**Brief:**
Note each line of the entries that includes "negative". Then copy those lines.

+++ Dataset +++

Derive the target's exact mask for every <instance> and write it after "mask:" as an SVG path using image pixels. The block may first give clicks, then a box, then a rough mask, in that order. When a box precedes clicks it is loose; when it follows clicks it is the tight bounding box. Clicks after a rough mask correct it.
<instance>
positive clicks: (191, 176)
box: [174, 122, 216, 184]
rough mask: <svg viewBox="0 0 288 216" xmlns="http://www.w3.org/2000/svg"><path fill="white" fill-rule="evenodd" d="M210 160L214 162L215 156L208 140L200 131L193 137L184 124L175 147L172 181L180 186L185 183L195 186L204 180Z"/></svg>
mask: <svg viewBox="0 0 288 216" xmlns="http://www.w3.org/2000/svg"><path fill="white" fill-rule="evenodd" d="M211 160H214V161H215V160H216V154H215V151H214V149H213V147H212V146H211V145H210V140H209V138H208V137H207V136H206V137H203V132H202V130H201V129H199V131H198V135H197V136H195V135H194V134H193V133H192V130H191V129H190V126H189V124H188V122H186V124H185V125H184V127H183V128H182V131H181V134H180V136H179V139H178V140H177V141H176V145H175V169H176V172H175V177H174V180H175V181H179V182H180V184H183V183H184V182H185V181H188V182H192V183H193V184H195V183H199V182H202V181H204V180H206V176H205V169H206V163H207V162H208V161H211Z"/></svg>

+++
+++ Dataset +++

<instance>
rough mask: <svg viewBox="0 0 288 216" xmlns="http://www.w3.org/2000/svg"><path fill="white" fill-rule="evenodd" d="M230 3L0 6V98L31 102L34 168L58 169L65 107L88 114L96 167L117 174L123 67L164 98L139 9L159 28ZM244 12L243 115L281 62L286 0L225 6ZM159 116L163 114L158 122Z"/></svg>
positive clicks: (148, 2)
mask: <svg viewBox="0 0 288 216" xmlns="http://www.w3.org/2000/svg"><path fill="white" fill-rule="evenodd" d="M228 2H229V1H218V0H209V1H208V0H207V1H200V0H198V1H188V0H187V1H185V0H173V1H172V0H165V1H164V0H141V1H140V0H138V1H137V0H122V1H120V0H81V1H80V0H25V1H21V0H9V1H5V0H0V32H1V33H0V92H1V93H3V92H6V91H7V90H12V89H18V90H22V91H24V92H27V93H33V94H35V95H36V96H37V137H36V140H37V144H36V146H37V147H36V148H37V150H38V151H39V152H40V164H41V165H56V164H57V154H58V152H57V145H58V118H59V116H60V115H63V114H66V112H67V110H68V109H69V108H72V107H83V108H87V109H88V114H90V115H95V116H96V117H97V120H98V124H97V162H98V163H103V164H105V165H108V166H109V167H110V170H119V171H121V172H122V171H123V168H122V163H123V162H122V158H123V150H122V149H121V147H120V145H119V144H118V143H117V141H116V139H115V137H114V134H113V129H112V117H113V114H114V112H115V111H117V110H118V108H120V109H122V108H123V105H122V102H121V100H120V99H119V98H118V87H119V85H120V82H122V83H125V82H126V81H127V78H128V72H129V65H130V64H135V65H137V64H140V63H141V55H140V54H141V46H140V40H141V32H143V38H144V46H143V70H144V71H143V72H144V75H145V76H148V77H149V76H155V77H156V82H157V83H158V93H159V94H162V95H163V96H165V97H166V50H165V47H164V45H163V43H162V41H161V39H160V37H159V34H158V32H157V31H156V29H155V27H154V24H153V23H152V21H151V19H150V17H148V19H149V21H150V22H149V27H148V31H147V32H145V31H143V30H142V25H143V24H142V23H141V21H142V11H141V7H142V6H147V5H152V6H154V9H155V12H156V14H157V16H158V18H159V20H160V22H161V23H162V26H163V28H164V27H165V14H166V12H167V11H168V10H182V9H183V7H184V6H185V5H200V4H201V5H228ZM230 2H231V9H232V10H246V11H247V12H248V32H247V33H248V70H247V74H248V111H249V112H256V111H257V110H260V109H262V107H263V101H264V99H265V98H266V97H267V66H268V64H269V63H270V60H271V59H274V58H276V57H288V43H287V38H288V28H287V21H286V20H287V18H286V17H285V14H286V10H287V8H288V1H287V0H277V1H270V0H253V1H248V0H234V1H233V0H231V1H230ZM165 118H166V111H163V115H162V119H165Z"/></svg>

+++
+++ Dataset +++

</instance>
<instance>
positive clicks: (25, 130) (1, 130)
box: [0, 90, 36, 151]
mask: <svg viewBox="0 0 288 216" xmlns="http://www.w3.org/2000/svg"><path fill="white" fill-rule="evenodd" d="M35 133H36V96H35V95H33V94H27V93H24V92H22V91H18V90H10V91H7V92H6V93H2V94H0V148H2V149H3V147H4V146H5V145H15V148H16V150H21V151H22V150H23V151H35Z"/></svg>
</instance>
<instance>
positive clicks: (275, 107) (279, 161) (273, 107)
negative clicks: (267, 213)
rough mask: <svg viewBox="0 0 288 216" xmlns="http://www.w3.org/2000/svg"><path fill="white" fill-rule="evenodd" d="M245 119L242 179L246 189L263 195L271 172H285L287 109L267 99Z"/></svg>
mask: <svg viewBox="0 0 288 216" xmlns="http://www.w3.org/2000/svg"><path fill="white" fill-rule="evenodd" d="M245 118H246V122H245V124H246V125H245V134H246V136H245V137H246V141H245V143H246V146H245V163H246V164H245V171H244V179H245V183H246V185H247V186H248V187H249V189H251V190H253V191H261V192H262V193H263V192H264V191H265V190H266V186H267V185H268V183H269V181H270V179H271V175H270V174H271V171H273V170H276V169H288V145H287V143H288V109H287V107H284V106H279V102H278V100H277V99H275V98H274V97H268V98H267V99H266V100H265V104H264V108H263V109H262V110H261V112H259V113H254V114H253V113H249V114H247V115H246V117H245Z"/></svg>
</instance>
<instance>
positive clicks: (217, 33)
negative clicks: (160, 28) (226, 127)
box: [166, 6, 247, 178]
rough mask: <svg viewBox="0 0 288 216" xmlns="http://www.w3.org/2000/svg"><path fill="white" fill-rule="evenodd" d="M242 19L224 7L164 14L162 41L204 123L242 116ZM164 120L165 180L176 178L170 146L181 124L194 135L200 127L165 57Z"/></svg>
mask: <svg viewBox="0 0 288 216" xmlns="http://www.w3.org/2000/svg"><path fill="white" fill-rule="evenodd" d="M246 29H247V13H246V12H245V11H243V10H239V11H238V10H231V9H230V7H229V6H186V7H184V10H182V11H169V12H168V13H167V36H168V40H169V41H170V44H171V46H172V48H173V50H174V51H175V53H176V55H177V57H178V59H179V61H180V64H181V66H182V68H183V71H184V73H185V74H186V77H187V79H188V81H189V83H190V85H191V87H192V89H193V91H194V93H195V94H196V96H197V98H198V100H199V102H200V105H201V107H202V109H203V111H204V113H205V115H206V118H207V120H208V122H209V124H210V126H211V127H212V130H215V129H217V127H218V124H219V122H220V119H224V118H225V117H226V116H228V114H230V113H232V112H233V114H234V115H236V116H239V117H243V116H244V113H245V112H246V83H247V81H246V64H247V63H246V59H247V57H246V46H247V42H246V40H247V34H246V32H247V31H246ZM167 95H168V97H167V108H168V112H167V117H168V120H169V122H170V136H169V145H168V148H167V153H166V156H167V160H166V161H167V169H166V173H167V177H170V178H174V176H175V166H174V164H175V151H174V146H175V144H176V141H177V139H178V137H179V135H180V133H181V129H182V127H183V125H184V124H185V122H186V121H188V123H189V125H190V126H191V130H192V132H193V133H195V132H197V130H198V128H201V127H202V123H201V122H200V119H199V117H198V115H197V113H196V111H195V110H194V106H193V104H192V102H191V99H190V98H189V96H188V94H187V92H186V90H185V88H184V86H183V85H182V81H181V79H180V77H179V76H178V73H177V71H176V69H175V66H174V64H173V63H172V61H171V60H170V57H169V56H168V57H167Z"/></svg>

+++

**Answer to the problem:**
negative clicks: (267, 213)
negative clicks: (160, 28) (226, 127)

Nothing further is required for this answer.